Records from a data collection:
::::::::

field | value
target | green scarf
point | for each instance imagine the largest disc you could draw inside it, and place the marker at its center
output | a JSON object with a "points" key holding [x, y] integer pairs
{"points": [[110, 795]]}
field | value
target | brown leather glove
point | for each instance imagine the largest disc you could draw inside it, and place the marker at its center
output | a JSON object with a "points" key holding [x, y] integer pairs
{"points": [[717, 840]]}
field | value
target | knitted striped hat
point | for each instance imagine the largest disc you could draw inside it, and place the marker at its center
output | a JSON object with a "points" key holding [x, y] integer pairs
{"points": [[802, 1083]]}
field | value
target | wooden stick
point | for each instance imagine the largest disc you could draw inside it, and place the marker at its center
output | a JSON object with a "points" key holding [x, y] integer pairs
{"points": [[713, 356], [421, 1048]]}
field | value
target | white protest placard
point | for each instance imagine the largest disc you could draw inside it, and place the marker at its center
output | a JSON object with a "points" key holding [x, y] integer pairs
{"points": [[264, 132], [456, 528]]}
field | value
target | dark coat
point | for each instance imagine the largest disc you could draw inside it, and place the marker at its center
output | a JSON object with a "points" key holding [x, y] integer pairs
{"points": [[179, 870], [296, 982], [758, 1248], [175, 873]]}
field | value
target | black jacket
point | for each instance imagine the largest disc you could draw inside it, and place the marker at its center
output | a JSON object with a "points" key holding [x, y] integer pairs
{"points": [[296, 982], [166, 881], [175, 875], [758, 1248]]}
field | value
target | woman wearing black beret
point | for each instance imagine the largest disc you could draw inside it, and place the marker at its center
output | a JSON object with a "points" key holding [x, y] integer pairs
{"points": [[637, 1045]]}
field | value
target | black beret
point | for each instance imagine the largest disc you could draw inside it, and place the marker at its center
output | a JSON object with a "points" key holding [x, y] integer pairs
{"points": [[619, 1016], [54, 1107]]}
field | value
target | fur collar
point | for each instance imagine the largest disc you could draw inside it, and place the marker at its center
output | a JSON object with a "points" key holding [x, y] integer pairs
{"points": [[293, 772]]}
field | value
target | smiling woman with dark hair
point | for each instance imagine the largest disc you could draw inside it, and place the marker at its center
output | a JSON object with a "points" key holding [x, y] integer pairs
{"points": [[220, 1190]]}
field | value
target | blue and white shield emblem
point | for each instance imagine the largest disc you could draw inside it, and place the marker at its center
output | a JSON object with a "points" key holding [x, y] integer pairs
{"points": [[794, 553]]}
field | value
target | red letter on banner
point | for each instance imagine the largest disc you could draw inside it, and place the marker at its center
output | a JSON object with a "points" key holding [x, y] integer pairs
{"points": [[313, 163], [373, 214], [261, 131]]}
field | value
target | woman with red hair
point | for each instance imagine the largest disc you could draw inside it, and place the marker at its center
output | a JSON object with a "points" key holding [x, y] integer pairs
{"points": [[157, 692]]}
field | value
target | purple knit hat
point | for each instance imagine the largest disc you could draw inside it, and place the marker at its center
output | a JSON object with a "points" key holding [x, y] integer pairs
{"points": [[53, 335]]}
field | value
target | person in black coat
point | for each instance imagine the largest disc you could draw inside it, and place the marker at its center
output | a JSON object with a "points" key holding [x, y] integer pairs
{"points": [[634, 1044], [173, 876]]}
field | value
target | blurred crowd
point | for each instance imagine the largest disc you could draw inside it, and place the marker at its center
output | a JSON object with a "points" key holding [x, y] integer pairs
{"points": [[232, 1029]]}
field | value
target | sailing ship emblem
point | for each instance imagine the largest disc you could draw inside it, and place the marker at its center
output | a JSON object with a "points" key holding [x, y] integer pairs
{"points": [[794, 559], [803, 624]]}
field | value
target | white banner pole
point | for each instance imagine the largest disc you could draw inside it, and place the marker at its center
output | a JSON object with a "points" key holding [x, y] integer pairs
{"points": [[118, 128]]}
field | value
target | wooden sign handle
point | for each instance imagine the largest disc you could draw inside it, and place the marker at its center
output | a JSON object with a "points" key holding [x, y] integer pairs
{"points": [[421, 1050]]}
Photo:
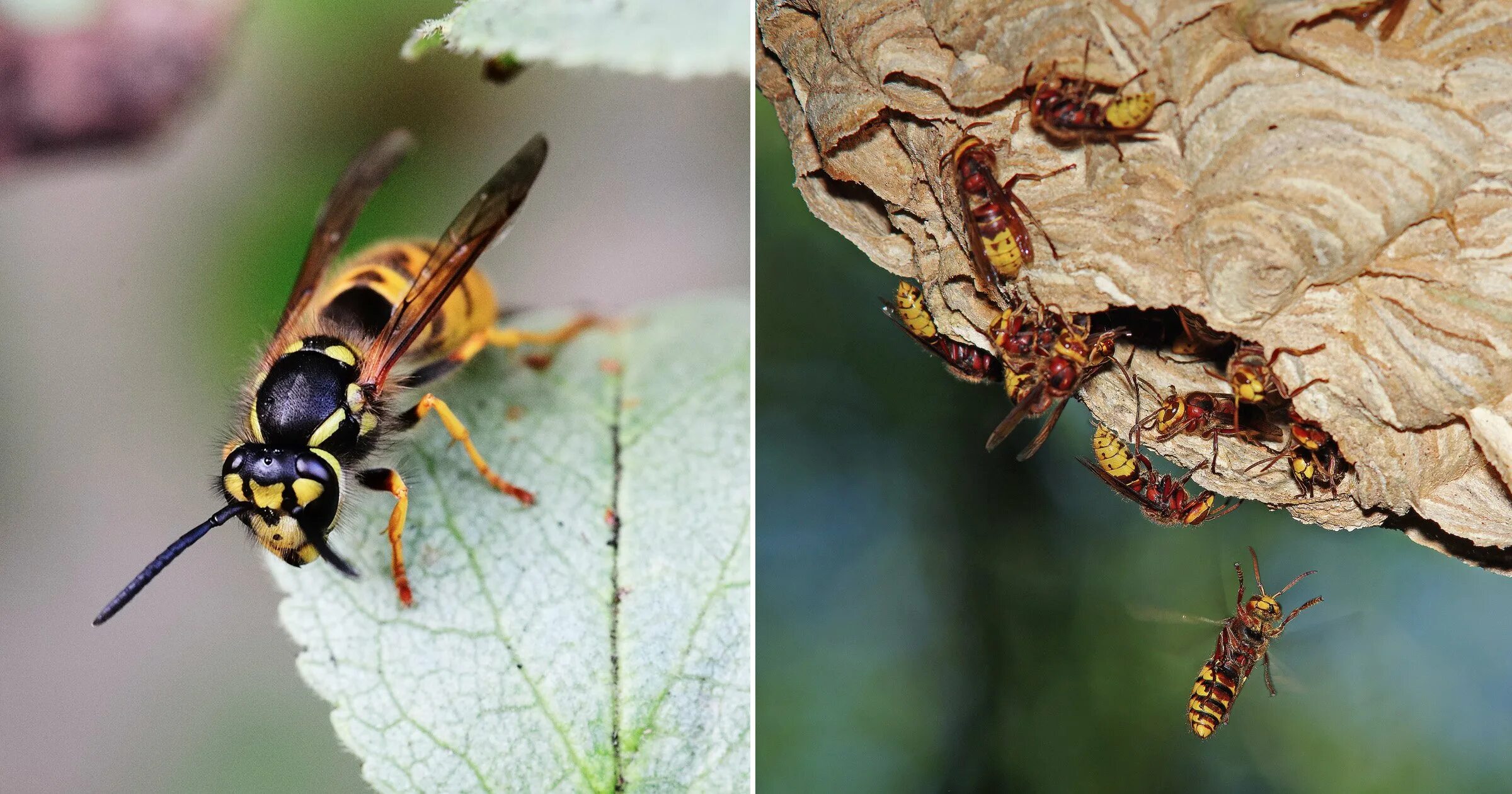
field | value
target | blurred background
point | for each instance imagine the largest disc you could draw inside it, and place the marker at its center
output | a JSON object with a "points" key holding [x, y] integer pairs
{"points": [[138, 285], [938, 619]]}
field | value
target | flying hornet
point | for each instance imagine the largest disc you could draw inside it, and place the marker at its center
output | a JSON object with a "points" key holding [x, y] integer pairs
{"points": [[352, 341], [1244, 640]]}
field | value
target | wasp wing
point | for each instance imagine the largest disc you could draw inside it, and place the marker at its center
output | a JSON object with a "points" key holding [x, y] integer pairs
{"points": [[1019, 412], [484, 218], [339, 214], [1040, 439], [987, 276]]}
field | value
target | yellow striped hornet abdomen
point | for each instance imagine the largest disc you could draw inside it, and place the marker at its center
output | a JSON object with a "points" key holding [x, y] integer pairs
{"points": [[1000, 243], [966, 362], [1162, 498], [1244, 642], [397, 315], [1067, 108]]}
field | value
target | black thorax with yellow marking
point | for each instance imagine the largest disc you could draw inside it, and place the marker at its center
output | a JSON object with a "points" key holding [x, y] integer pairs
{"points": [[307, 418]]}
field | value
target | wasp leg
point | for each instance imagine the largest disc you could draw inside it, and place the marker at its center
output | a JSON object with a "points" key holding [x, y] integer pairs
{"points": [[513, 338], [1239, 601], [459, 433], [389, 481]]}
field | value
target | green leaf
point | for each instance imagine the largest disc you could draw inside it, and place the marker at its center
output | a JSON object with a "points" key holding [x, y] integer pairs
{"points": [[677, 38], [539, 634]]}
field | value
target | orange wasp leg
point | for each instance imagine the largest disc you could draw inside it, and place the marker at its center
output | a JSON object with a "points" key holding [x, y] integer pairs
{"points": [[513, 338], [389, 481], [459, 433]]}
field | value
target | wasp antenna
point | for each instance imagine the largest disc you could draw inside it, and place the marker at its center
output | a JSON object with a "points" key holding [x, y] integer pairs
{"points": [[1295, 581], [324, 549], [170, 554]]}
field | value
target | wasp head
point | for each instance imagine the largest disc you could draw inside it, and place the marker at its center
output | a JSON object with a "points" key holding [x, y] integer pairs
{"points": [[294, 495]]}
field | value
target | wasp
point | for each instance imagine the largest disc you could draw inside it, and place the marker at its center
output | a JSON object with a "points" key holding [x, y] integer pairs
{"points": [[1162, 498], [1000, 243], [1044, 383], [324, 397], [1361, 13], [1068, 108], [1313, 454], [1207, 417], [1252, 380], [1244, 640], [966, 362]]}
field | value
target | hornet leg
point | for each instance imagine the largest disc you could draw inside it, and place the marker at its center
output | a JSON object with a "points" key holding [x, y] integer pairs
{"points": [[389, 481], [459, 433]]}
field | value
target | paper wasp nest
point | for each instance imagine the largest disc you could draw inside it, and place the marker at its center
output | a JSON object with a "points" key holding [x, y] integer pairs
{"points": [[1309, 182]]}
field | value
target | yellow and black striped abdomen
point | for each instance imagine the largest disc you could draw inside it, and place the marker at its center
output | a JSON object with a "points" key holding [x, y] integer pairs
{"points": [[369, 285], [1211, 698], [1113, 454], [912, 312], [1131, 111]]}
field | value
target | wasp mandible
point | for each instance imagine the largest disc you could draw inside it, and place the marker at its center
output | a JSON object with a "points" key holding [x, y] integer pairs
{"points": [[1047, 380], [1207, 417], [1313, 454], [1249, 374], [1244, 640], [324, 398]]}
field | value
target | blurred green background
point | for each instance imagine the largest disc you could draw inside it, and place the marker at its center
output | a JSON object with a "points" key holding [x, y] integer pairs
{"points": [[936, 619], [138, 285]]}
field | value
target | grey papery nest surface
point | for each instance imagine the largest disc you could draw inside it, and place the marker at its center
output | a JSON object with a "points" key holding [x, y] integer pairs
{"points": [[1307, 183]]}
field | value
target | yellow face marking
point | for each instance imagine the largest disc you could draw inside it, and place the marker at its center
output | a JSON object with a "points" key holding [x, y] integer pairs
{"points": [[1014, 383], [342, 353], [354, 398], [1302, 468], [1131, 111], [306, 490], [256, 427], [266, 497], [329, 427], [966, 144], [1248, 388]]}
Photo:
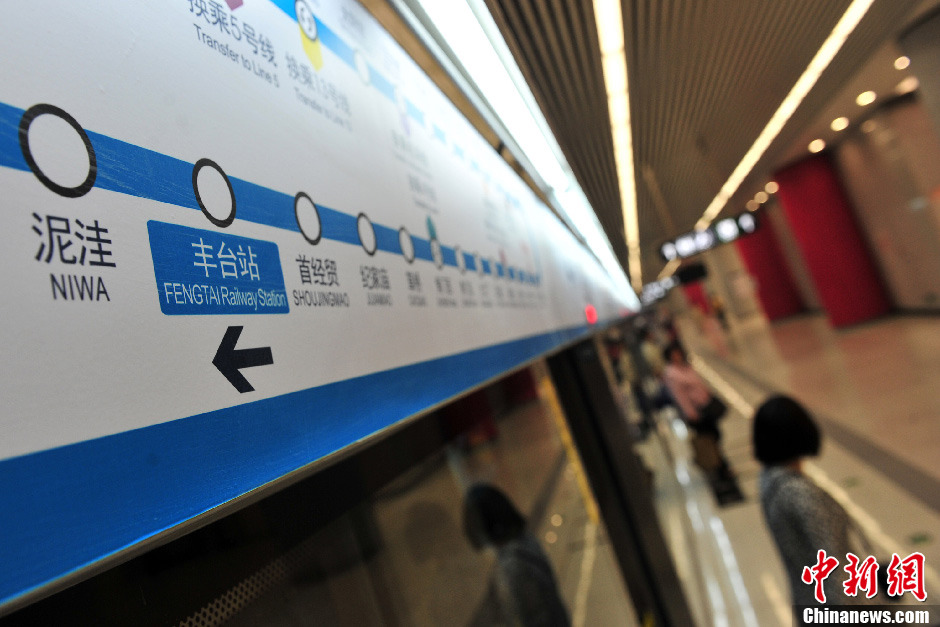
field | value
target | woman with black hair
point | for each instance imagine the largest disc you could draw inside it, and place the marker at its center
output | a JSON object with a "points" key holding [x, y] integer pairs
{"points": [[525, 585], [803, 518]]}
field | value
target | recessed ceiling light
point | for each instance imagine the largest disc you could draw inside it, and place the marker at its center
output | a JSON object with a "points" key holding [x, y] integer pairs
{"points": [[908, 85], [865, 98]]}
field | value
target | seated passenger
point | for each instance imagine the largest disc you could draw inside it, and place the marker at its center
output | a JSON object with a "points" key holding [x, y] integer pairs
{"points": [[699, 409]]}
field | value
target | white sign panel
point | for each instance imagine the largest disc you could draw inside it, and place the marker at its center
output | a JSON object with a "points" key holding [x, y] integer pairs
{"points": [[238, 237]]}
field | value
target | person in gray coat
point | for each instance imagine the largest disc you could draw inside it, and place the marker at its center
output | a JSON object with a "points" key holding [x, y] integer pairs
{"points": [[524, 584], [802, 517]]}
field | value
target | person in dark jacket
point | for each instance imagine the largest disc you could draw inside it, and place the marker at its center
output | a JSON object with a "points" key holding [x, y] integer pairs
{"points": [[524, 582]]}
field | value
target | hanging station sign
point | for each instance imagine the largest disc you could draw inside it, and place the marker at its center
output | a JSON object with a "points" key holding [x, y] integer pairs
{"points": [[723, 231]]}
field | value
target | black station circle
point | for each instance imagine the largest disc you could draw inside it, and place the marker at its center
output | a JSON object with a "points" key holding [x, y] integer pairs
{"points": [[297, 217], [69, 192], [404, 231], [361, 243], [212, 164]]}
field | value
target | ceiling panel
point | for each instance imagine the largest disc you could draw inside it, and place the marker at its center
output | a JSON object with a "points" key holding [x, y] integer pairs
{"points": [[705, 77]]}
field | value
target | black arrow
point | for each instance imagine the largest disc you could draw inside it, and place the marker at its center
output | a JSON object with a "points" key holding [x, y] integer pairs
{"points": [[229, 361]]}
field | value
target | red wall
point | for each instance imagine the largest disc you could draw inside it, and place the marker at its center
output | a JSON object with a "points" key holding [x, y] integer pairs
{"points": [[764, 260], [837, 258], [695, 293]]}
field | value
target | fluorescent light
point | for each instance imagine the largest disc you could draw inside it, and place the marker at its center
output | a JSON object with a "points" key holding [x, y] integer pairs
{"points": [[614, 63], [908, 85], [847, 23], [865, 98]]}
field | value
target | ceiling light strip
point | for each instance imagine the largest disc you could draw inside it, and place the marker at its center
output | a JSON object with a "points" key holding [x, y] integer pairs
{"points": [[827, 52], [610, 34]]}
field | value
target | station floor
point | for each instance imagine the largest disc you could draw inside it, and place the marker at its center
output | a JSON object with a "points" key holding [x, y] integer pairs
{"points": [[873, 389]]}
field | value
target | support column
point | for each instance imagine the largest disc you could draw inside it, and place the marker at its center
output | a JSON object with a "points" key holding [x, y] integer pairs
{"points": [[921, 43], [764, 259]]}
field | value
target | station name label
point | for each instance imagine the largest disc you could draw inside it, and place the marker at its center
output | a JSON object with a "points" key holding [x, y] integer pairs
{"points": [[205, 272]]}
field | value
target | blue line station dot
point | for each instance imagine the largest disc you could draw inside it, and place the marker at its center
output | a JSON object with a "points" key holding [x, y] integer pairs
{"points": [[367, 236], [308, 218], [407, 245]]}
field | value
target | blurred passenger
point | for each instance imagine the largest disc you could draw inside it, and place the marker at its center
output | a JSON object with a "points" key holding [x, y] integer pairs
{"points": [[699, 409], [802, 517], [525, 584]]}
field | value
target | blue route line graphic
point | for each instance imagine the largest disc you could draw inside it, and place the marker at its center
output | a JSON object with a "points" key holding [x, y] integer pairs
{"points": [[166, 179]]}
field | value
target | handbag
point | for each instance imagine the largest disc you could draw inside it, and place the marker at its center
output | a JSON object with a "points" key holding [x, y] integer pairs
{"points": [[713, 411]]}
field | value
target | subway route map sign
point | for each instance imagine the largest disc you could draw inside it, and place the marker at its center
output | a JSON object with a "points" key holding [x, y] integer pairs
{"points": [[238, 238]]}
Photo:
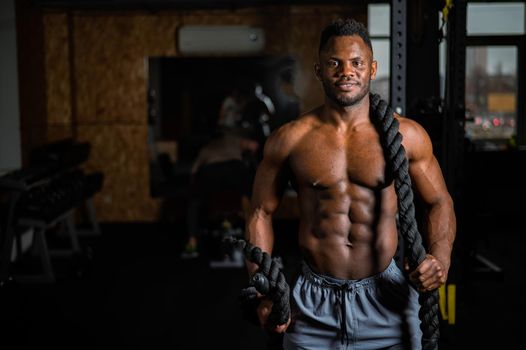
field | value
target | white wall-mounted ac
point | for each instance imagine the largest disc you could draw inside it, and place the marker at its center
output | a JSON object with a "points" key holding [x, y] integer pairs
{"points": [[220, 40]]}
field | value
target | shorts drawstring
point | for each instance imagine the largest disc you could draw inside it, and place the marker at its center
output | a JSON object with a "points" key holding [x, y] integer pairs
{"points": [[343, 330]]}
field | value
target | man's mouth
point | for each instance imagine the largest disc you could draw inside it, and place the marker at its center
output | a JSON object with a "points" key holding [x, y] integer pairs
{"points": [[346, 85]]}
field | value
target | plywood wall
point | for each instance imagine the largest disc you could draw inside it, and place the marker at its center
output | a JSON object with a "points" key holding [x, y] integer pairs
{"points": [[95, 69]]}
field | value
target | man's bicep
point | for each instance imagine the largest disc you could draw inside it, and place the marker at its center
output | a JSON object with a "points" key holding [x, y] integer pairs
{"points": [[428, 180]]}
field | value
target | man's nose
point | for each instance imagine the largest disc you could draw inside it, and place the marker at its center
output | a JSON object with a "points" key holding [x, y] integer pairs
{"points": [[347, 69]]}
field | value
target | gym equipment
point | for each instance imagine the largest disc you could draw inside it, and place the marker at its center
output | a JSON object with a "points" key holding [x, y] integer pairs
{"points": [[41, 195]]}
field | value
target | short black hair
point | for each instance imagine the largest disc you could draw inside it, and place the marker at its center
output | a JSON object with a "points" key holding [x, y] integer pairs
{"points": [[344, 27]]}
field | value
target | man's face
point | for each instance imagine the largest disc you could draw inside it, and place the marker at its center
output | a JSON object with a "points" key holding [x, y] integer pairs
{"points": [[345, 69]]}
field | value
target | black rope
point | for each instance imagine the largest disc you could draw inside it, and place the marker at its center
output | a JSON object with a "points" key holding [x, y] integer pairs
{"points": [[397, 163], [269, 280]]}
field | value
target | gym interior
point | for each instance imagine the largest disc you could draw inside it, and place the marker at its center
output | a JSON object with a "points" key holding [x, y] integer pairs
{"points": [[106, 105]]}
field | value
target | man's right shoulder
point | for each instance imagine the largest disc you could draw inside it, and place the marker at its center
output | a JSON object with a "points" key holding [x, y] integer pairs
{"points": [[288, 135]]}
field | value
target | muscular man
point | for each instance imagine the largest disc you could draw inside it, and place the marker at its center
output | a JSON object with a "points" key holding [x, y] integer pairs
{"points": [[350, 294]]}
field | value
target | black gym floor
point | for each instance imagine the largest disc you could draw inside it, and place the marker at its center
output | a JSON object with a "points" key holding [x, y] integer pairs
{"points": [[130, 289]]}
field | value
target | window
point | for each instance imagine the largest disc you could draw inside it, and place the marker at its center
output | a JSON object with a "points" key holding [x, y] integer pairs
{"points": [[379, 26], [493, 99]]}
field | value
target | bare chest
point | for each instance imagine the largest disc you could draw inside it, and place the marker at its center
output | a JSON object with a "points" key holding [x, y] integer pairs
{"points": [[328, 161]]}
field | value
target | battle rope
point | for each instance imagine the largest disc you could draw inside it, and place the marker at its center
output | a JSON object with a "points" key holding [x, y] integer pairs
{"points": [[391, 139], [269, 280]]}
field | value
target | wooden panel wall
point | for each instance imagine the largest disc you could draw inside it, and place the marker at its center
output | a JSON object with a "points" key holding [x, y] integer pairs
{"points": [[95, 68]]}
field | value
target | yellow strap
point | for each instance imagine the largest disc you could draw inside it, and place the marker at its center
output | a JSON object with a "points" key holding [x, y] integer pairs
{"points": [[442, 301], [451, 303]]}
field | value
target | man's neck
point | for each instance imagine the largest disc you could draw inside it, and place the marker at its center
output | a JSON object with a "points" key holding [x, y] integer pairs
{"points": [[348, 116]]}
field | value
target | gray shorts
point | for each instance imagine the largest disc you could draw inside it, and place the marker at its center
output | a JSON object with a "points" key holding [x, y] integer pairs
{"points": [[378, 312]]}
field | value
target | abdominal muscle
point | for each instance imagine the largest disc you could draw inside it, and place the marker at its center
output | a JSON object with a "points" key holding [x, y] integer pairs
{"points": [[341, 241]]}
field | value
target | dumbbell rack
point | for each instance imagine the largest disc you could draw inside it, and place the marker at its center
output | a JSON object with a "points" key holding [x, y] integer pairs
{"points": [[39, 198]]}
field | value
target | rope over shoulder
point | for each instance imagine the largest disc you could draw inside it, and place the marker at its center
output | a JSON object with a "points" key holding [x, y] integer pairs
{"points": [[387, 126], [269, 280]]}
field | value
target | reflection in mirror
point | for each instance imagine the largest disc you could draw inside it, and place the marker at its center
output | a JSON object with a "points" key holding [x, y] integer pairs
{"points": [[190, 97]]}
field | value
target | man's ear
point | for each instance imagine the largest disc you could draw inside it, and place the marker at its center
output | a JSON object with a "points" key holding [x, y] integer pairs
{"points": [[317, 71], [374, 67]]}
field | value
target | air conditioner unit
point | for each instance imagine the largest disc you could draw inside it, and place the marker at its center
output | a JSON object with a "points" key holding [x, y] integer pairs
{"points": [[219, 40]]}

::::::::

→ The problem:
Check the lines above and copy each one that includes "wooden".

→ Your response:
target | wooden stick
target | wooden sign handle
target | wooden panel wall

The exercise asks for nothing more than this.